**TAREFA:** Cite, sem alterações, o trecho do texto sobre a diminuição global da água doce que começa com as palavras "O declínio da" e termina com "Europa e África.".

Diminuição global dos recursos de água doce

A equipa de investigadores identificou este declínio global abrupto da água doce utilizando observações dos satélites Gravity Recovery and Climate Experiment (GRACE), operados pelo Centro Aeroespacial Alemão, o Centro Alemão de Investigação em Geociências e a NASA. Os satélites GRACE medem as flutuações da gravidade da Terra em escalas mensais que revelam alterações na massa de água acima e abaixo do solo. Os satélites GRACE originais voaram de março de 2002 a outubro de 2017. Os satélites sucessores GRACE-Follow On (GRACE-FO) foram lançados em maio de 2018.

Mapa de armazenamento de água doce.
Este mapa mostra os anos em que o armazenamento de água na terra atingiu um mínimo de 22 anos (ou seja, a terra estava mais seca) em cada local, com base nos dados dos satélites GRACE e GRACE/FO. Uma parte significativamente grande da superfície terrestre global atingiu este mínimo nos nove anos desde 2015, que são os nove anos mais quentes no registo moderno da temperatura. Crédito: NASA Earth Observatory/Wanmei Liang imagem com dados cortesia de Mary Michael O’Neill.

Menos água doce, secas prolongadas e precipitações extremas num mundo mais quente

O declínio da disponibilidade global de água doce relatado no estudo começou com uma grande seca no norte e centro do Brasil, seguida pouco depois por uma série de grandes secas na Australásia, América do Sul, América do Norte, Europa e África.

**DADOS FORNECIDOS:**
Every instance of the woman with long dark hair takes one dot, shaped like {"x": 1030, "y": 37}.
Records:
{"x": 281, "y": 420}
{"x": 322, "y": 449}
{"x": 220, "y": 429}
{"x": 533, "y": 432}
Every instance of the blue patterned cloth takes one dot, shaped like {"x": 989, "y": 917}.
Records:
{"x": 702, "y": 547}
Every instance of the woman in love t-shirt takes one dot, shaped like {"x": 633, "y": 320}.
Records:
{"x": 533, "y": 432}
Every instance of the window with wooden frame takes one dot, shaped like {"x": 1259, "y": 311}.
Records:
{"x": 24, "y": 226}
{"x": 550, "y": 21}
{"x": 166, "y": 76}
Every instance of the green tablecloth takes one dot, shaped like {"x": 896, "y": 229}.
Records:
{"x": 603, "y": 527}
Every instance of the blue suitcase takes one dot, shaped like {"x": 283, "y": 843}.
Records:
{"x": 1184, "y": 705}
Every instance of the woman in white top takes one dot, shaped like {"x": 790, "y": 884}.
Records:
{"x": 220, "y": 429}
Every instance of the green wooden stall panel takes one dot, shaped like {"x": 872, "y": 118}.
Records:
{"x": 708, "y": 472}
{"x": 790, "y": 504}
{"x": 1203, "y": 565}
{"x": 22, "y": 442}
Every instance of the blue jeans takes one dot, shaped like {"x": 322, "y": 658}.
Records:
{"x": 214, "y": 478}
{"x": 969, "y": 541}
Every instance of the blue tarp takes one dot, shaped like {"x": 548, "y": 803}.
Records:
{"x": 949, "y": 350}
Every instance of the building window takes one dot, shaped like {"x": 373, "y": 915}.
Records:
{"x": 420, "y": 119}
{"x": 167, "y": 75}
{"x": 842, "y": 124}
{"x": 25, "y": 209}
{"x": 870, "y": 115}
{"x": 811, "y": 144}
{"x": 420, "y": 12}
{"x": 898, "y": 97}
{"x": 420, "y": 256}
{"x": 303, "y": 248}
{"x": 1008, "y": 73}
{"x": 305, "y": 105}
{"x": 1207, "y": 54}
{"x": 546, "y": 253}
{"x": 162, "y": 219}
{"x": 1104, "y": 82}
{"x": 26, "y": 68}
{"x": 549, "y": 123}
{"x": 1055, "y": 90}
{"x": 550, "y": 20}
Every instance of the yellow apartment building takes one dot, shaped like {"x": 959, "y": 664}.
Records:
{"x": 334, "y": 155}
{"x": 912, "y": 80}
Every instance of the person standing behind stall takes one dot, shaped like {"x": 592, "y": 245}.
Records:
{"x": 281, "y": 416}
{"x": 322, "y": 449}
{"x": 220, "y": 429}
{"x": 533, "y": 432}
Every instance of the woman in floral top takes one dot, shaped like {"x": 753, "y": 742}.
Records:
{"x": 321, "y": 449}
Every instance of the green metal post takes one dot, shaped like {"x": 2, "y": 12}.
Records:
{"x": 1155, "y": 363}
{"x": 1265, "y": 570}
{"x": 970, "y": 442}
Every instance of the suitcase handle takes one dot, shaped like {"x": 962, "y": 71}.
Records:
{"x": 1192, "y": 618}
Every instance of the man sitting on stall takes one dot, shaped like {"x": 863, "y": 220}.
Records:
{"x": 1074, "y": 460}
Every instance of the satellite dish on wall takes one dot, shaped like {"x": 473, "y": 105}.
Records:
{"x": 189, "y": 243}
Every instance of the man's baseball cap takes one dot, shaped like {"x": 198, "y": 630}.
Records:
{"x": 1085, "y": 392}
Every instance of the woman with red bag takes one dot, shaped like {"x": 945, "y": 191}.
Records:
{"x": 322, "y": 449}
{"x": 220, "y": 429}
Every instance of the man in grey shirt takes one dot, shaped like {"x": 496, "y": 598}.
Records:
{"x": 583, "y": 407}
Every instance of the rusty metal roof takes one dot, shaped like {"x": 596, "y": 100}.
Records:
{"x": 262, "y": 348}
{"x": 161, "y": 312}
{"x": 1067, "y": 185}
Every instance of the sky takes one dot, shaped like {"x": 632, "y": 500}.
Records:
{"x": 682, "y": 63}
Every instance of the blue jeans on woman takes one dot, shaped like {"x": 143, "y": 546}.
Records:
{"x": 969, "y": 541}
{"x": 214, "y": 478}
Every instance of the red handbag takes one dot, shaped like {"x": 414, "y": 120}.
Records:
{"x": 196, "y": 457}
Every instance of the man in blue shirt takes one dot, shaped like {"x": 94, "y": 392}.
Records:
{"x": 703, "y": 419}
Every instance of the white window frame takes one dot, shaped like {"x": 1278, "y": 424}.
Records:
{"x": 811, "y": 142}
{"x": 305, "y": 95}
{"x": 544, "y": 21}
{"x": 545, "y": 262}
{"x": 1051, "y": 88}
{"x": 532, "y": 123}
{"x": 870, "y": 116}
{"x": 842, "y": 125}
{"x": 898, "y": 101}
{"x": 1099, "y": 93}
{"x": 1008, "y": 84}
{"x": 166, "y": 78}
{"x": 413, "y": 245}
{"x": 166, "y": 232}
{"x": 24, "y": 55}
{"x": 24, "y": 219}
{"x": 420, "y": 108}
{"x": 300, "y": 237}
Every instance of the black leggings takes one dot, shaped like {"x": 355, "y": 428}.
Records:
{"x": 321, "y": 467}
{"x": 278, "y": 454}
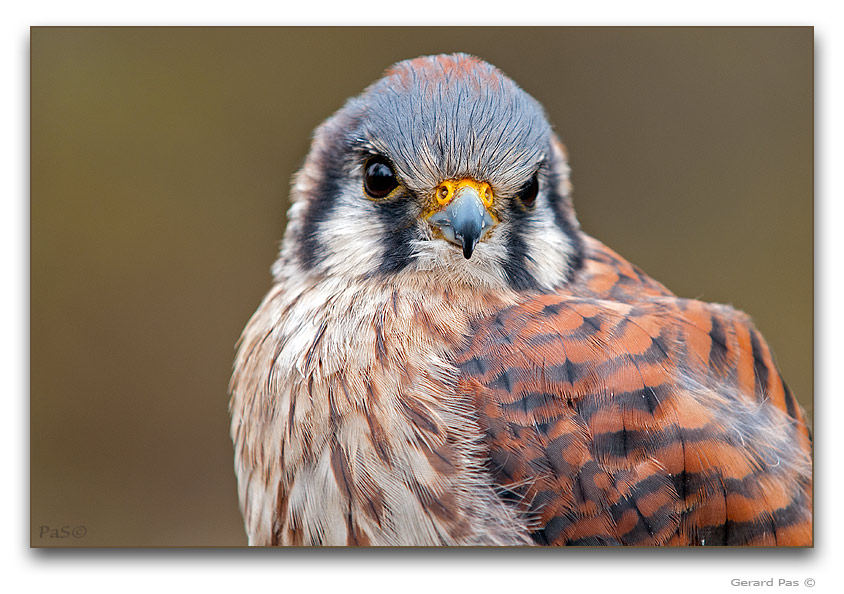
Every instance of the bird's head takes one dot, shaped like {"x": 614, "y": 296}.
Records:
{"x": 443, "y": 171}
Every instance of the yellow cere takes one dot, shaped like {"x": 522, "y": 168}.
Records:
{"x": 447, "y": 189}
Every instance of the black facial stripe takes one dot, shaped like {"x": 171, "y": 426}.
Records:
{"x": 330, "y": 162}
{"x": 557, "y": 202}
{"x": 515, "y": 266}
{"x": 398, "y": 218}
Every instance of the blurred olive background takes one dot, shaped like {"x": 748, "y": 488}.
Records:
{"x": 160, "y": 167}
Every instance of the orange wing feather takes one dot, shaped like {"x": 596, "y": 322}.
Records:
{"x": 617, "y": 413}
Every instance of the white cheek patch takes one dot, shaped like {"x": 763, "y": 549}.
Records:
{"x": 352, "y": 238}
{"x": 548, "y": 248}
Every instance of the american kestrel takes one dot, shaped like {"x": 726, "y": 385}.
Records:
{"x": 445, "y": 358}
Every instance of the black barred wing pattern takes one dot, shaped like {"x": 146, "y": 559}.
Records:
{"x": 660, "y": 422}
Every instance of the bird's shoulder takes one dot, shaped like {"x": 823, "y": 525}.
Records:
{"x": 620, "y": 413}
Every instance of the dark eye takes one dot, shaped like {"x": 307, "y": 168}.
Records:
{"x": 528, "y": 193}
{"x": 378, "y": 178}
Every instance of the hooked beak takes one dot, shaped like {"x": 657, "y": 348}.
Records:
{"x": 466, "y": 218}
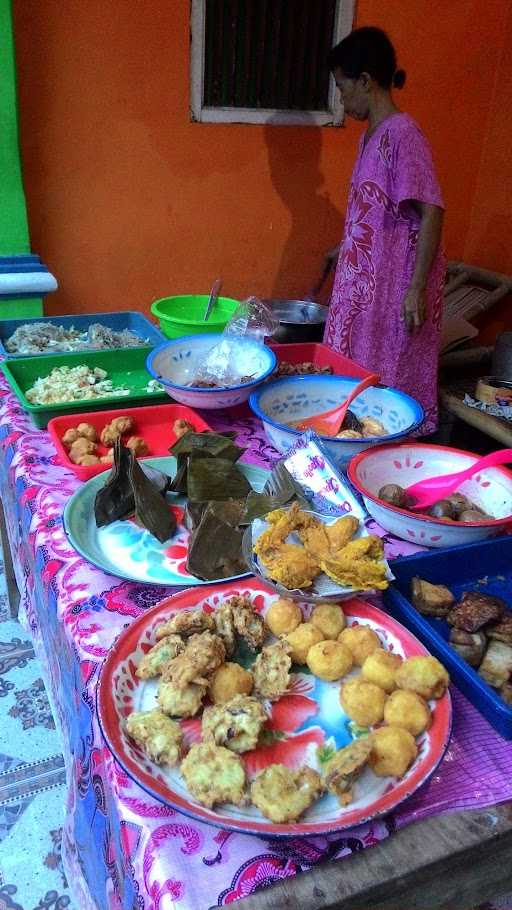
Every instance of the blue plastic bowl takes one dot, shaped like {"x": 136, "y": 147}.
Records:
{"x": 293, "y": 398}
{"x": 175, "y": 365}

==

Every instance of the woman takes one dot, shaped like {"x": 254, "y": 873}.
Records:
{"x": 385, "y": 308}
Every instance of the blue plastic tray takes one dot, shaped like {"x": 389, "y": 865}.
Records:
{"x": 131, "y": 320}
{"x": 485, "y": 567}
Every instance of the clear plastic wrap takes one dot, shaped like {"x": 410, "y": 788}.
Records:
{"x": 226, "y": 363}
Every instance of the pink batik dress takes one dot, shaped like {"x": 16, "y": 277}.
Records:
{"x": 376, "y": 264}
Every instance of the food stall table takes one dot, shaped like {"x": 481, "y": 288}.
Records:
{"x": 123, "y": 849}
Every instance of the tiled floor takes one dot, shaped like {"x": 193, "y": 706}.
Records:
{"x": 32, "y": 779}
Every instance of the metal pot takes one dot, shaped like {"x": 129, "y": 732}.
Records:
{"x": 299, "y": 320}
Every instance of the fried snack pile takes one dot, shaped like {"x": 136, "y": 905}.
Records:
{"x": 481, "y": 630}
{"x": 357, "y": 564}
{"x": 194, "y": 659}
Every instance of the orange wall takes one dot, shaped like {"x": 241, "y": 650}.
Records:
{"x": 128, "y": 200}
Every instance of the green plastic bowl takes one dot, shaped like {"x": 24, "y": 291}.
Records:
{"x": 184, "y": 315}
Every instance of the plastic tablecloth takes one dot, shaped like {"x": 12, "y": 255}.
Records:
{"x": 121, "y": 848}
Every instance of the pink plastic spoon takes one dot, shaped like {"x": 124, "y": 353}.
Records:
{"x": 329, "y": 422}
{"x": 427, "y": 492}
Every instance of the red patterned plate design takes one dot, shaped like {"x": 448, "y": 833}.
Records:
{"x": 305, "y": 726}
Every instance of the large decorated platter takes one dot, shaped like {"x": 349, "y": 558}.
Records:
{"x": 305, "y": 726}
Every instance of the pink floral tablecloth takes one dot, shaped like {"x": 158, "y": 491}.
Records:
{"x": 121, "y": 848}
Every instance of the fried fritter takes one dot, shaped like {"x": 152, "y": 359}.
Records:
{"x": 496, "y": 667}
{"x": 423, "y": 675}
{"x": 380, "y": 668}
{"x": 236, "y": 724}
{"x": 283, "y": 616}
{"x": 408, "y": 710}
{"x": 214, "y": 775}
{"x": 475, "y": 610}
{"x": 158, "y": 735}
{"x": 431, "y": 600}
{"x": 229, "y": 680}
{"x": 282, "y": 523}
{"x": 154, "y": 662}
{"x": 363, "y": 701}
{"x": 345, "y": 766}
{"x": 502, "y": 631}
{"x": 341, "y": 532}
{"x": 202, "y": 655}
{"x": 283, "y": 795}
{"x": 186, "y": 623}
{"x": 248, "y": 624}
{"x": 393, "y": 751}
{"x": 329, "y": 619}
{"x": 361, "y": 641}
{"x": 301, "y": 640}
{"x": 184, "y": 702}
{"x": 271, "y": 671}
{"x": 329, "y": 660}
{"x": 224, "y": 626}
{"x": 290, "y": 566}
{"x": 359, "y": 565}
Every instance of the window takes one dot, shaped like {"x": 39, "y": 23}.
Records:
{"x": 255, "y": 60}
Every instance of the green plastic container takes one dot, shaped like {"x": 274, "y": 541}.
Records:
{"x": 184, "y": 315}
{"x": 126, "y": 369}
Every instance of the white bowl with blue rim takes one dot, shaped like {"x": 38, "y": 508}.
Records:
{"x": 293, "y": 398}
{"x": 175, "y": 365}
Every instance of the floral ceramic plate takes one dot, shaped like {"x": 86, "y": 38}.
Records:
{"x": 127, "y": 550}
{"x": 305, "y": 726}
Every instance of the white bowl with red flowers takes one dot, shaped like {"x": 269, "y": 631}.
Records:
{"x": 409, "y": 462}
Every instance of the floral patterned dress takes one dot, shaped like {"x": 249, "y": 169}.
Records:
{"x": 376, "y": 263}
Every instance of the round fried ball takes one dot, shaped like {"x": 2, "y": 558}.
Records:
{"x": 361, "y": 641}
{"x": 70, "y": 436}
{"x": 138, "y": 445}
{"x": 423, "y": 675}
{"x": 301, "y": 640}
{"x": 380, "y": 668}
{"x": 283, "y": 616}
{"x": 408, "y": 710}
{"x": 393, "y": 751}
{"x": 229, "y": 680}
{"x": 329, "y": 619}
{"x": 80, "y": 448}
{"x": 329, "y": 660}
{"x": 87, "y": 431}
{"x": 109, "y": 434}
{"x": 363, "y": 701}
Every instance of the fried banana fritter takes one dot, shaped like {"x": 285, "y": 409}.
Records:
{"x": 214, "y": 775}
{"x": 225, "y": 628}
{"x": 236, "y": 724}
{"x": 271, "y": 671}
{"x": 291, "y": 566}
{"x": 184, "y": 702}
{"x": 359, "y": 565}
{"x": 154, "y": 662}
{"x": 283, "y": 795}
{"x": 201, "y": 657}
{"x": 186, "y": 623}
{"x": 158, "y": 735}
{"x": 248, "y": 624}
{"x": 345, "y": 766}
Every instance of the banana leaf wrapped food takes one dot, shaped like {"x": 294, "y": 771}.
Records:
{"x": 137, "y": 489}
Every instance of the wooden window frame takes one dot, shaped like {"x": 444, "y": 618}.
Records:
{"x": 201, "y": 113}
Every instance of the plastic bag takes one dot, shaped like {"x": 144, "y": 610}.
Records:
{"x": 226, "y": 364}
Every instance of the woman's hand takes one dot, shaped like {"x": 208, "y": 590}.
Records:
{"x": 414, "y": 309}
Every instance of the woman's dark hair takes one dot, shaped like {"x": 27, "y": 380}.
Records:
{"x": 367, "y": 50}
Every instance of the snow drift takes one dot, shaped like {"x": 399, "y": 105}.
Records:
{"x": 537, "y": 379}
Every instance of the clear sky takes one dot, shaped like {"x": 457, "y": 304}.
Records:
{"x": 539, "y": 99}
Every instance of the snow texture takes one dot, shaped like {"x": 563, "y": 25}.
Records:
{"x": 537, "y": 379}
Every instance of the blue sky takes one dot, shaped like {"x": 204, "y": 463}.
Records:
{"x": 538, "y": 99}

**RESULTADO FINAL:**
O declínio da disponibilidade global de água doce relatado no estudo começou com uma grande seca no norte e centro do Brasil, seguida pouco depois por uma série de grandes secas na Australásia, América do Sul, América do Norte, Europa e África.